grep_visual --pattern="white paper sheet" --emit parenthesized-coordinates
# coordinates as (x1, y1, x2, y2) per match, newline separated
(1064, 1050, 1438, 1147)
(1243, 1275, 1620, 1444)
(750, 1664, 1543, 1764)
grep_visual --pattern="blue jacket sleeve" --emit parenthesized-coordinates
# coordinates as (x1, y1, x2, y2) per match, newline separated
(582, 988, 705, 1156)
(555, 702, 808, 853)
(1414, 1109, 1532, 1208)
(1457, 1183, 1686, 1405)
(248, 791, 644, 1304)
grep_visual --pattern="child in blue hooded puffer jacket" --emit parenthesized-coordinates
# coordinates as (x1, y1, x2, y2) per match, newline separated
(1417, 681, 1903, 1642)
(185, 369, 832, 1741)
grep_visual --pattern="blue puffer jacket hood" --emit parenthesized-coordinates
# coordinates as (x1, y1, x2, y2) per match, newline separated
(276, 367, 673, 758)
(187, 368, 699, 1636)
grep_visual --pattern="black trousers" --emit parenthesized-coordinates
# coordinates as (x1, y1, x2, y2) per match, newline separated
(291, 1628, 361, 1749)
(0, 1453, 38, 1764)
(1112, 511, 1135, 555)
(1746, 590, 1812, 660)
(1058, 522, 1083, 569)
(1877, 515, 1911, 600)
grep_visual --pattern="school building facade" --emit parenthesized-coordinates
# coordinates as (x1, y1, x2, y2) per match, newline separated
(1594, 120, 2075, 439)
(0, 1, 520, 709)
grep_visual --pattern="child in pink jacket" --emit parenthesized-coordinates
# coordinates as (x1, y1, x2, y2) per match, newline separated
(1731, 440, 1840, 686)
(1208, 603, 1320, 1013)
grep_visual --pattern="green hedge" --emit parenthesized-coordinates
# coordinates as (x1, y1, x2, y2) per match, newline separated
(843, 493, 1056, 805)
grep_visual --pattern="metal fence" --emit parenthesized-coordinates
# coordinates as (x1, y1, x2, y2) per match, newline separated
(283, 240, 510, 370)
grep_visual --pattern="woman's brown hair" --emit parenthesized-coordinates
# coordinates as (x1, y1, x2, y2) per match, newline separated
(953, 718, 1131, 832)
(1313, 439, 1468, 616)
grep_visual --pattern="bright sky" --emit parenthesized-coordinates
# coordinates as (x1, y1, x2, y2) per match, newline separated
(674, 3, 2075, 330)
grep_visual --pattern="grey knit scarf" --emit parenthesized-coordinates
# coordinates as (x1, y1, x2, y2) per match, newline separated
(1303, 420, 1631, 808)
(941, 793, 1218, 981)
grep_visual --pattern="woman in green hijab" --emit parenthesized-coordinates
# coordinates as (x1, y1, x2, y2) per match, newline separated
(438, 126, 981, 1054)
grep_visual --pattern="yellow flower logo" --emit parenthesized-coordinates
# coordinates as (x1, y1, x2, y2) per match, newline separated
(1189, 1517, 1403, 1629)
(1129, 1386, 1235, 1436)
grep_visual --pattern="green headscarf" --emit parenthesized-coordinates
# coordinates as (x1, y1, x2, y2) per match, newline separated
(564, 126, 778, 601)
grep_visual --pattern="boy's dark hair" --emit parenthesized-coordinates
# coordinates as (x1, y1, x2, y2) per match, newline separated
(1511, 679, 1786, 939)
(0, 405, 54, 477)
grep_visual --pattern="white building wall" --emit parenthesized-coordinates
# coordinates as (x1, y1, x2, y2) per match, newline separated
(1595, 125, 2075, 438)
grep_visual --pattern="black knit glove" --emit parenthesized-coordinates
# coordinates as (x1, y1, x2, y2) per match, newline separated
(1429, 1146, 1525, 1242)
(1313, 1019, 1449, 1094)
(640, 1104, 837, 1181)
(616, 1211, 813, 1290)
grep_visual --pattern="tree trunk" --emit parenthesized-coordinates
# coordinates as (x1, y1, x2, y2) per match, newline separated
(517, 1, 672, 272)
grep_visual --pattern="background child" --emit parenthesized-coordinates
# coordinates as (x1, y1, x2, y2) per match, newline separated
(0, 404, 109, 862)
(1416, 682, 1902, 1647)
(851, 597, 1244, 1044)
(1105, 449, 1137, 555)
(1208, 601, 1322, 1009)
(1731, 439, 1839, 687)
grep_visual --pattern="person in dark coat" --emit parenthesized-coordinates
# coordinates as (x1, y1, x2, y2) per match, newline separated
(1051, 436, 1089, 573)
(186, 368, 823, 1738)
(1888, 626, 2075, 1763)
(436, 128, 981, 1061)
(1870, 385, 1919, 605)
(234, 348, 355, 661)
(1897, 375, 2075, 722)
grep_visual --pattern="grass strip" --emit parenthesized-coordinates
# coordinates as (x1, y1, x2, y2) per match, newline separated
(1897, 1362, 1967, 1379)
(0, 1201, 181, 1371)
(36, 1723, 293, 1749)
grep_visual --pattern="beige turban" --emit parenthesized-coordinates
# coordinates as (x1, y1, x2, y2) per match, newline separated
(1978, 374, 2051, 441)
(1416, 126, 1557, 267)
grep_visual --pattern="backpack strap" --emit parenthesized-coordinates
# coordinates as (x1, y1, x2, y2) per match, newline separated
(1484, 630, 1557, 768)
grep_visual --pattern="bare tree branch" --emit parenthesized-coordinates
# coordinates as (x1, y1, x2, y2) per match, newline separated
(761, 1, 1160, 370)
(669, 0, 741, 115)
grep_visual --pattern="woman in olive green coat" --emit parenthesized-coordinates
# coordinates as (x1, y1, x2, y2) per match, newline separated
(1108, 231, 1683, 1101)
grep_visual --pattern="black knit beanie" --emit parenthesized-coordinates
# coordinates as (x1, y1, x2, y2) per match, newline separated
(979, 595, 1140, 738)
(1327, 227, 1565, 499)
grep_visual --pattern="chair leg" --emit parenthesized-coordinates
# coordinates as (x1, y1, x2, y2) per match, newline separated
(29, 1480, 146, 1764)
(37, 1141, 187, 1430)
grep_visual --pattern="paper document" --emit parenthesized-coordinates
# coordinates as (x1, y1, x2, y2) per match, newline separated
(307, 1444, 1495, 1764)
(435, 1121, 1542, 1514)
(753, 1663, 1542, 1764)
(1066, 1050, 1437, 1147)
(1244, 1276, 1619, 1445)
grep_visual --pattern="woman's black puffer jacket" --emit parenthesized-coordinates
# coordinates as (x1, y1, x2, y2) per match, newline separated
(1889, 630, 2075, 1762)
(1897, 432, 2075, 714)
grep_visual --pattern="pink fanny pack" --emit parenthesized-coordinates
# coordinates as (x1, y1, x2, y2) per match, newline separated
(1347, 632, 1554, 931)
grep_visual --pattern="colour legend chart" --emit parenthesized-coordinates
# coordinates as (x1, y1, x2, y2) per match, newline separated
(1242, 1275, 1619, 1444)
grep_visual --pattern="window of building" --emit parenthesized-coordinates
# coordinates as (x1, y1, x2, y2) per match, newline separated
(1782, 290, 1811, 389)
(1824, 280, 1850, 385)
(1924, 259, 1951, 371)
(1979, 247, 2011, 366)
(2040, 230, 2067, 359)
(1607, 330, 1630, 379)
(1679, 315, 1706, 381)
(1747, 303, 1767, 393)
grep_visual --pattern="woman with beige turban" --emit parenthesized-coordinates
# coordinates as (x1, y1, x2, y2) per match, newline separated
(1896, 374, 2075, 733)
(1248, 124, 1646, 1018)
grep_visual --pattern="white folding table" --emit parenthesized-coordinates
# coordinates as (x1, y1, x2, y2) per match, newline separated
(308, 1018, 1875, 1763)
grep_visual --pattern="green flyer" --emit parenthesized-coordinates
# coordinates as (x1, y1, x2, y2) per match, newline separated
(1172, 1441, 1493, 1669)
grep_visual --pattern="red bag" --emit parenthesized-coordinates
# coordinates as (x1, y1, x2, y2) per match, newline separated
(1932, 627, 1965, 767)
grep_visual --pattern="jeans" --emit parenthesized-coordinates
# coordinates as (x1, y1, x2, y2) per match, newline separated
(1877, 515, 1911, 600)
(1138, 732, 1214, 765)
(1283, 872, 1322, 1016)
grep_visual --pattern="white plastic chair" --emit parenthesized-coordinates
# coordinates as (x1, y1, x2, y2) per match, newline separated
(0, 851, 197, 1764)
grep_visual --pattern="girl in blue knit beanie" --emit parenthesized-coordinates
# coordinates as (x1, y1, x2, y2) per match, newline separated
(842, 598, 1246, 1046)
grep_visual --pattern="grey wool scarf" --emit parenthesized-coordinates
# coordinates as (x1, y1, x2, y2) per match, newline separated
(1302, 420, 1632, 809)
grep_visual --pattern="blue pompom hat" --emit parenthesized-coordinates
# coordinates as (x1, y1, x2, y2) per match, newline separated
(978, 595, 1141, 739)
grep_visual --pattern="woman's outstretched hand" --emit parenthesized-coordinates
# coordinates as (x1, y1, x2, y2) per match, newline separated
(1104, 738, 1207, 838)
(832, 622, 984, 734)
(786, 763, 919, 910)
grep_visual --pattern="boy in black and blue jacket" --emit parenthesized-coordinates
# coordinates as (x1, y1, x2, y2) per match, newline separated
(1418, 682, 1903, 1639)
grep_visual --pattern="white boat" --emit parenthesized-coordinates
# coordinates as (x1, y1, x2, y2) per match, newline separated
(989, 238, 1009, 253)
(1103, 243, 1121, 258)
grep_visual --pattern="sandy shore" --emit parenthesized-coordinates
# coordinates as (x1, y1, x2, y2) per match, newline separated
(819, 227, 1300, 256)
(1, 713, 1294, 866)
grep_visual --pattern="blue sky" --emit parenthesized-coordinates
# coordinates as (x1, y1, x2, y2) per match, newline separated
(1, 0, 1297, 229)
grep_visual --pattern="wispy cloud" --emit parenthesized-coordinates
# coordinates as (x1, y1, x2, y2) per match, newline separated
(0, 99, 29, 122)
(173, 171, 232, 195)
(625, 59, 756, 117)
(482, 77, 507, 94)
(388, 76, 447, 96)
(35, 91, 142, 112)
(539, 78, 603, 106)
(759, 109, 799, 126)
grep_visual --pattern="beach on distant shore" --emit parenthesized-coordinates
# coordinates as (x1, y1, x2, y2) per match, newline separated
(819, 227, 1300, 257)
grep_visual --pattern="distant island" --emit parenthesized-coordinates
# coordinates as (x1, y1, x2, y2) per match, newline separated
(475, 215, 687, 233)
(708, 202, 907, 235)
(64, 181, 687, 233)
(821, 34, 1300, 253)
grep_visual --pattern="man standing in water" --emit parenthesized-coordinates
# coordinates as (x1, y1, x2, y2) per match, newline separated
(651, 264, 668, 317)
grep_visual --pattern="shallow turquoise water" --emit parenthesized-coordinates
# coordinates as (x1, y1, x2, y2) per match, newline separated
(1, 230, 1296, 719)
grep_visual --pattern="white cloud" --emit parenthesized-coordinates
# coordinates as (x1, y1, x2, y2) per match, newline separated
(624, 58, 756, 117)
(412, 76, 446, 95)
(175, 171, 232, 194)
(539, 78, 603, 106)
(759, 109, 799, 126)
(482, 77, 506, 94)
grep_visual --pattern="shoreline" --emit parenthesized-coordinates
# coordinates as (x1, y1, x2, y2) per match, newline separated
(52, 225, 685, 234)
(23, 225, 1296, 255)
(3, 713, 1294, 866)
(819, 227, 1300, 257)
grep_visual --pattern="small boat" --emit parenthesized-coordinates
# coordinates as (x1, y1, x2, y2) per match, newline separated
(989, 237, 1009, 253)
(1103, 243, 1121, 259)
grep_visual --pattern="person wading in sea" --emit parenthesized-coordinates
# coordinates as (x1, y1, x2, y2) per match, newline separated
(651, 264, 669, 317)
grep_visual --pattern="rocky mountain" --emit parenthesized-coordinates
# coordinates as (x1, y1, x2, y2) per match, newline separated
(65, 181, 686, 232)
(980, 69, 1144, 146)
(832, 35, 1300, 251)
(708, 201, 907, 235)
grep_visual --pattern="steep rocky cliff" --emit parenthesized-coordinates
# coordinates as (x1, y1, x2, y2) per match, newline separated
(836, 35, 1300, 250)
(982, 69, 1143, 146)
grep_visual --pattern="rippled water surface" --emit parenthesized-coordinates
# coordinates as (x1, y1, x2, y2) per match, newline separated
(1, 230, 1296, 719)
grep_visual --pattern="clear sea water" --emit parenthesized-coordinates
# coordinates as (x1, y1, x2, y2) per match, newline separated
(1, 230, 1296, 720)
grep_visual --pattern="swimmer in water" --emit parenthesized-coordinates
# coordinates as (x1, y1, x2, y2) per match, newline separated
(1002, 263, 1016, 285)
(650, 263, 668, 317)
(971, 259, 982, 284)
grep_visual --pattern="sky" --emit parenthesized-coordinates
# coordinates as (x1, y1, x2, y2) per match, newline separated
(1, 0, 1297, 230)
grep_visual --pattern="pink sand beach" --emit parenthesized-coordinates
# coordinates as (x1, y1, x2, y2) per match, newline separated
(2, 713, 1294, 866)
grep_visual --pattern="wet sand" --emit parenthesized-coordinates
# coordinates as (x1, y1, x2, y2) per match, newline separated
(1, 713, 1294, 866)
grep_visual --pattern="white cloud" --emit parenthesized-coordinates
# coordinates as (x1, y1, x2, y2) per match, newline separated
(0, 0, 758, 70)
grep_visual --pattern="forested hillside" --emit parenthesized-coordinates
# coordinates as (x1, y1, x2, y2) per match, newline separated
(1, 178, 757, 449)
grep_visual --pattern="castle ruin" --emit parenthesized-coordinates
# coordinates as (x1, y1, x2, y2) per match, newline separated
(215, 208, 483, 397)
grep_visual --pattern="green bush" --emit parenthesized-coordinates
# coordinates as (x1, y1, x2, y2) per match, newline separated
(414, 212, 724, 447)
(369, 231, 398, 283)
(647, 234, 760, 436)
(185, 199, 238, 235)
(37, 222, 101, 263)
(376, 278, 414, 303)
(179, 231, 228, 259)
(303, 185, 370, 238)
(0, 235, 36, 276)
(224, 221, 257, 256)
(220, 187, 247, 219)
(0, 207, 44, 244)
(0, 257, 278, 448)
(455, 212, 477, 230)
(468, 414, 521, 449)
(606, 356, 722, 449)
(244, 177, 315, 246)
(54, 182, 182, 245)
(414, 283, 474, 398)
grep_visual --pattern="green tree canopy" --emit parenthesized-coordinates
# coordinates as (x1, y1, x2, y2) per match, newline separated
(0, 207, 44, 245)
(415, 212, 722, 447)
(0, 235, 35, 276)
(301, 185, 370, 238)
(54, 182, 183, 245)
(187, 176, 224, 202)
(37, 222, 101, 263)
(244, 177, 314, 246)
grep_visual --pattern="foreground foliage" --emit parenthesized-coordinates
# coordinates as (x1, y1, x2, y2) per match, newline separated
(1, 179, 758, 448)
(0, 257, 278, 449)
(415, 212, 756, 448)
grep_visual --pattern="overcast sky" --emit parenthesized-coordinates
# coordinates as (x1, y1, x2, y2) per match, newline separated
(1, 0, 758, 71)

*EXERCISE OBJECTIVE*:
Lines containing "black" in the records above: how many are there? Give only the number.

*TASK ANSWER*:
5